-- Start --
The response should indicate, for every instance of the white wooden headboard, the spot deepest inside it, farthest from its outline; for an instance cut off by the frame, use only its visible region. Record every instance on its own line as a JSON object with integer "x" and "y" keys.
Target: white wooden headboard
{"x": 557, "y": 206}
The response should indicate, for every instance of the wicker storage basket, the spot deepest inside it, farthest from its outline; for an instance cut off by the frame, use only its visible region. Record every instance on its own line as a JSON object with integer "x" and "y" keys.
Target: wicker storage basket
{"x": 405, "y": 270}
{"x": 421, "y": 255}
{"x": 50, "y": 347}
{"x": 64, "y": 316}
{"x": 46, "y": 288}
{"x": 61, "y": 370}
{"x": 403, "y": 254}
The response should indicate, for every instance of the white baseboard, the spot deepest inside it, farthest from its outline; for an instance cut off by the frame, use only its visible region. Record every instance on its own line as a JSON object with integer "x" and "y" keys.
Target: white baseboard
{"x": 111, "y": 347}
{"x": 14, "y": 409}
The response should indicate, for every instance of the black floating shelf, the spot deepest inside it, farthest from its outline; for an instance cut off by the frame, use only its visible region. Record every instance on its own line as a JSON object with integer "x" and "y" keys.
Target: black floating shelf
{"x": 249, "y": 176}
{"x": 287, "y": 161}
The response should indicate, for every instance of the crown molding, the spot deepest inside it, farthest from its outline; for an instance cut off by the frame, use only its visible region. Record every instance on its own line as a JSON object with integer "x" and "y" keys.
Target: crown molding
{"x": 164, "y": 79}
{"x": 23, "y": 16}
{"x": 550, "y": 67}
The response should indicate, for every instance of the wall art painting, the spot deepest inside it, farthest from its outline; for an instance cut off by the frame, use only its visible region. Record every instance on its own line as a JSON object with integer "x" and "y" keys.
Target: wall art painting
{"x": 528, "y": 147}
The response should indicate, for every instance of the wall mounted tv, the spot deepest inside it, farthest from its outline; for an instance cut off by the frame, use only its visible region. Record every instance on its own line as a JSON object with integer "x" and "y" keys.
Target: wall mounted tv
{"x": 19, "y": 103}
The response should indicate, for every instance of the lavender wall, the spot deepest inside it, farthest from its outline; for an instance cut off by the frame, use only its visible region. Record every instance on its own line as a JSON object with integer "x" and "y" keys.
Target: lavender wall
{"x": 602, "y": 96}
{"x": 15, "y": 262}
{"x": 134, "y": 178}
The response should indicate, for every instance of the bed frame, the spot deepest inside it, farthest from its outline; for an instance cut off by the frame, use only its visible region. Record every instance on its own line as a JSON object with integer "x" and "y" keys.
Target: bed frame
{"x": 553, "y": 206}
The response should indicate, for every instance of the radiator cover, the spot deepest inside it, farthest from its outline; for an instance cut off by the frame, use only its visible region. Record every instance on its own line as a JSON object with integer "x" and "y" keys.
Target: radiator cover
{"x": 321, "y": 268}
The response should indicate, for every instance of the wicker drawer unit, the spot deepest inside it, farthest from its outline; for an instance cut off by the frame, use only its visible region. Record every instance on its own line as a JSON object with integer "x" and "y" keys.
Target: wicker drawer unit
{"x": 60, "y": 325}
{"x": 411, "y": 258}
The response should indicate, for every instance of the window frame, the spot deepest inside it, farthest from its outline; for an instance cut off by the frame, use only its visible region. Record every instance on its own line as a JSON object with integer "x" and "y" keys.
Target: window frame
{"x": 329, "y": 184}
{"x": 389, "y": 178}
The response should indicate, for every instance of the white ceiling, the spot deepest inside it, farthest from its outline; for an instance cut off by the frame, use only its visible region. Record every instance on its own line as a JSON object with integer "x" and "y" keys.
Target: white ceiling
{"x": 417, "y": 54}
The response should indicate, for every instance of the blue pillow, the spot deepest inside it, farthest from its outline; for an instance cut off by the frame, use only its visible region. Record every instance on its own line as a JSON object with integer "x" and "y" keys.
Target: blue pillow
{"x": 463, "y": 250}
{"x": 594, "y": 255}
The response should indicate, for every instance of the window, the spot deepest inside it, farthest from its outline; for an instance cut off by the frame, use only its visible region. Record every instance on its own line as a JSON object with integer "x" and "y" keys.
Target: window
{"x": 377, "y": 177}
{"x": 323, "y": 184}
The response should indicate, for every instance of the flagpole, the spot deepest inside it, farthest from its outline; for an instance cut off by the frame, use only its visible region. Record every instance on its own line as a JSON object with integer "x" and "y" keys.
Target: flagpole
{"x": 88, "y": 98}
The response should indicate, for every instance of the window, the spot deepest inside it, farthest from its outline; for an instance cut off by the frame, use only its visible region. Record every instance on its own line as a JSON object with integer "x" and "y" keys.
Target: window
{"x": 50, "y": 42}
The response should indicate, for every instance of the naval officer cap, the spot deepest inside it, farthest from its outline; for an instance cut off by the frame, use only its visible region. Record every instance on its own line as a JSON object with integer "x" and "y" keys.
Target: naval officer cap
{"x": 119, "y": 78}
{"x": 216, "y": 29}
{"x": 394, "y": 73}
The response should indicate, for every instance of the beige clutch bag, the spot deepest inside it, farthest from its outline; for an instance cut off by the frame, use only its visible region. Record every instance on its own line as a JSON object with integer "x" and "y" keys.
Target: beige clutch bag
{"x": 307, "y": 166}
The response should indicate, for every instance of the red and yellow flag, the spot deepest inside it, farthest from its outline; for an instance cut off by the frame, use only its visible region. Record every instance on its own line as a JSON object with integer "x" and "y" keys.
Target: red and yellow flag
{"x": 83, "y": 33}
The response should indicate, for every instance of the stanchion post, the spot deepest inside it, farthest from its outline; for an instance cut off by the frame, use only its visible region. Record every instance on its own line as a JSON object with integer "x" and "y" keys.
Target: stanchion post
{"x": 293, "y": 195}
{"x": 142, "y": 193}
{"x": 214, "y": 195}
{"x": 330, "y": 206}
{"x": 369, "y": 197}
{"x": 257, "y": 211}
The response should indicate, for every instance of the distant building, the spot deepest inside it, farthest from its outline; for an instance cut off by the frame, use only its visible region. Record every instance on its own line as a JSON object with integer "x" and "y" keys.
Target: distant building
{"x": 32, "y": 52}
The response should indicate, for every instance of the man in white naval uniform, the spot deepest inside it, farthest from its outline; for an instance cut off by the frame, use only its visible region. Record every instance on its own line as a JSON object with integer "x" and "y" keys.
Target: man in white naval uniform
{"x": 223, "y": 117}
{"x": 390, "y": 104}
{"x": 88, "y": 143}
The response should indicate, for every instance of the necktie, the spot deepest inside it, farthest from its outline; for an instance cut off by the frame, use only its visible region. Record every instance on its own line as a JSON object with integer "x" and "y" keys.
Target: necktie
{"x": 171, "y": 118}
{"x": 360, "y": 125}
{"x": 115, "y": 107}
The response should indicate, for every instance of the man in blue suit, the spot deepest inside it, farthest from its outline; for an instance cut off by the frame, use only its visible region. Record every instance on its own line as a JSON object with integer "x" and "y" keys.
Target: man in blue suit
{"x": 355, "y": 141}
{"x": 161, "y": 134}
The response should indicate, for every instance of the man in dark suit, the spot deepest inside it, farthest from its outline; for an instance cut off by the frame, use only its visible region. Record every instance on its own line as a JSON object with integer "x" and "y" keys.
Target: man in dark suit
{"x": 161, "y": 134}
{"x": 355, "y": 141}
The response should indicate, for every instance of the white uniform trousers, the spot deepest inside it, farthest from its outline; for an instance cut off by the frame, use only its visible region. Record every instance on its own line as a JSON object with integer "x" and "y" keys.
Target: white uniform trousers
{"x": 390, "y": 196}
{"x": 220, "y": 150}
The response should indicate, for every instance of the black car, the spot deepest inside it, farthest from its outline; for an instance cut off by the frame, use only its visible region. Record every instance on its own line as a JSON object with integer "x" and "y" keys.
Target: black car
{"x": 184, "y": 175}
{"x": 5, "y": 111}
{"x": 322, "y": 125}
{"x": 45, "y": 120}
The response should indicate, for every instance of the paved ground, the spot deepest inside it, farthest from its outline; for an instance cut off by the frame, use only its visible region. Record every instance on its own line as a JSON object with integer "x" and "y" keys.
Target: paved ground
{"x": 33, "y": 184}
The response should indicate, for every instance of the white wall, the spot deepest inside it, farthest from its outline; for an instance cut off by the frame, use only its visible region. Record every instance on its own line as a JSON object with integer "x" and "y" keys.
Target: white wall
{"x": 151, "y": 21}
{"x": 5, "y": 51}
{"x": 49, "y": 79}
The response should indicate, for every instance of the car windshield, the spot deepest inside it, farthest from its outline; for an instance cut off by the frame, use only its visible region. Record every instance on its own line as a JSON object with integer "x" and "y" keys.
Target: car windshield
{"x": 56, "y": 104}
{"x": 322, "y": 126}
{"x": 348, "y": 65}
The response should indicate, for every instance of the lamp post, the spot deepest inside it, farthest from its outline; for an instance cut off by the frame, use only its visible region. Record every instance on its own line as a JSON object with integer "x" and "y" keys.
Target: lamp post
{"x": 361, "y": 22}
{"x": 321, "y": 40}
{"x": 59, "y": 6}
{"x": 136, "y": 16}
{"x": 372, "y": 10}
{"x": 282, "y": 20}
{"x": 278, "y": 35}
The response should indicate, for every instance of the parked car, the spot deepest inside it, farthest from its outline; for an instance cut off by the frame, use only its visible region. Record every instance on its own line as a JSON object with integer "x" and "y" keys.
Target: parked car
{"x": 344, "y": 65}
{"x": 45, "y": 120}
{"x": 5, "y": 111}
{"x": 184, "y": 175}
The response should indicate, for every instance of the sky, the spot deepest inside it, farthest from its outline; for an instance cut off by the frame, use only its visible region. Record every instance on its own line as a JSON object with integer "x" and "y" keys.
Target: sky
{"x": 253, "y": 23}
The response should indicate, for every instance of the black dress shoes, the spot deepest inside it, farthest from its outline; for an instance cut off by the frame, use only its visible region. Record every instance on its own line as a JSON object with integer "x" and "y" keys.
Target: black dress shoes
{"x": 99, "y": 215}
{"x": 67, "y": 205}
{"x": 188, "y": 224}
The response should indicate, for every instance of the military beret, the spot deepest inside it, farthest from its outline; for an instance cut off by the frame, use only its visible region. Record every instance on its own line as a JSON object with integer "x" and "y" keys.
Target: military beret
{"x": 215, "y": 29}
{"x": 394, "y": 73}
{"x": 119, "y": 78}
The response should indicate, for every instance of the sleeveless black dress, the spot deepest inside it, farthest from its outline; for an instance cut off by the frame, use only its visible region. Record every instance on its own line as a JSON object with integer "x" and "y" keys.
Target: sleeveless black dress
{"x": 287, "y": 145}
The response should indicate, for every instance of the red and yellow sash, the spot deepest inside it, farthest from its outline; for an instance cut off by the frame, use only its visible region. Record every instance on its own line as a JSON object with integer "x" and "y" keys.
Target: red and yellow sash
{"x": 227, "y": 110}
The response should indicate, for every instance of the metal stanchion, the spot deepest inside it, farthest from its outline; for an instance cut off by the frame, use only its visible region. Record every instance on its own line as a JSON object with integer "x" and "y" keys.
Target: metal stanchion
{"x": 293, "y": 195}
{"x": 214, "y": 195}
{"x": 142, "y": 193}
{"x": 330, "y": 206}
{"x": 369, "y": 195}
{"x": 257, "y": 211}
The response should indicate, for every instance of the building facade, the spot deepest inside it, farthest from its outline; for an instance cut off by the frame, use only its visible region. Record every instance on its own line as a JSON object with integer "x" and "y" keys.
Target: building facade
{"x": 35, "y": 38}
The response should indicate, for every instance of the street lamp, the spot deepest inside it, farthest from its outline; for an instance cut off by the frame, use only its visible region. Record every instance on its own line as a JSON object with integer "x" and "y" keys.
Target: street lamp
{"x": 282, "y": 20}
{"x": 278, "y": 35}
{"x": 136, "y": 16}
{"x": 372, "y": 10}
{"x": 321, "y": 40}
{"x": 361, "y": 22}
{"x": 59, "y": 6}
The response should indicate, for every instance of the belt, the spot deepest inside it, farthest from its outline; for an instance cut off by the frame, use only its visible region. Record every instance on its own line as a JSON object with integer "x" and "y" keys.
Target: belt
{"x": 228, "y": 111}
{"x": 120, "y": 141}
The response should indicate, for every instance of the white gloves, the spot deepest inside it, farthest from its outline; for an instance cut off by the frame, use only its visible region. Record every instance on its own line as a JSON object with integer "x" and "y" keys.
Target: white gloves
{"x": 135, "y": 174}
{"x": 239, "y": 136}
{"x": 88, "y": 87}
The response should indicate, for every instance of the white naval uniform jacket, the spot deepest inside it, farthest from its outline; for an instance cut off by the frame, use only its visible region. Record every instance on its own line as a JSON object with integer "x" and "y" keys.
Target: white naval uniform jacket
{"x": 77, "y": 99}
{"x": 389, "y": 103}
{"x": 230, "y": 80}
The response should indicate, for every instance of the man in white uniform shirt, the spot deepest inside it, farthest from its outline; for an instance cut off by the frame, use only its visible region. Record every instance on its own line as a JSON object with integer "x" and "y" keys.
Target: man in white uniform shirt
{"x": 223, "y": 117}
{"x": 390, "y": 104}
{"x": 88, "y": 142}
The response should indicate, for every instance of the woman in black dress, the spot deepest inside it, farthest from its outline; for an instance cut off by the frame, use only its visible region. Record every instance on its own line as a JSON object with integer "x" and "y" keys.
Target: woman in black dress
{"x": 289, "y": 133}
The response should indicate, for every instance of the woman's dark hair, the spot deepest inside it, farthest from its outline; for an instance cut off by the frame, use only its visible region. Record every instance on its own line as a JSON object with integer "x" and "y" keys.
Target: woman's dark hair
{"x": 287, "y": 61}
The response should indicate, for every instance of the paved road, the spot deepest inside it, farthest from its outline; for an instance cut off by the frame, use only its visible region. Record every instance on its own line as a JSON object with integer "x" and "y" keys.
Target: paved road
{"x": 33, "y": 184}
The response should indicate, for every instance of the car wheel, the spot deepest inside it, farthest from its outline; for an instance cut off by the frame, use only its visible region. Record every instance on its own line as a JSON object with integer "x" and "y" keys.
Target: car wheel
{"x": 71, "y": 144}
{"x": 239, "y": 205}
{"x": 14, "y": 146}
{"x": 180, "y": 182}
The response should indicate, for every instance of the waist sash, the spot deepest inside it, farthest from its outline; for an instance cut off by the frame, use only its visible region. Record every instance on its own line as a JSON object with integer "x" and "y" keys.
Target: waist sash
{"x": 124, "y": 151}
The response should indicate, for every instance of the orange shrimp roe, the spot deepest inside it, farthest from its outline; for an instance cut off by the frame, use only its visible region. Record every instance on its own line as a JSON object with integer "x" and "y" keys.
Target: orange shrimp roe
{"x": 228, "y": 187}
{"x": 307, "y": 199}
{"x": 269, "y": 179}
-- End --
● **What you should do**: Your task is to transcribe the line containing "The response should indicate, for every instance of the waist" and every line after it, through the last line of the data, exactly as written and with nothing more.

● **The reply**:
The response should indicate, for every instance of the waist sash, the spot deepest inside it, farthest from its outline; for an instance cut off by the frame, use only its visible region. Record every instance on its own line as a JSON object with integer "x" and "y" keys.
Target: waist sash
{"x": 124, "y": 151}
The response should indicate, for every instance of the orange shrimp roe, the spot deepest inside it, farthest from its outline; for an instance cut off by the frame, use only its visible region. Record every instance on its own line as a JSON object with integer "x" and "y" keys.
Target: orange shrimp roe
{"x": 228, "y": 187}
{"x": 307, "y": 199}
{"x": 269, "y": 179}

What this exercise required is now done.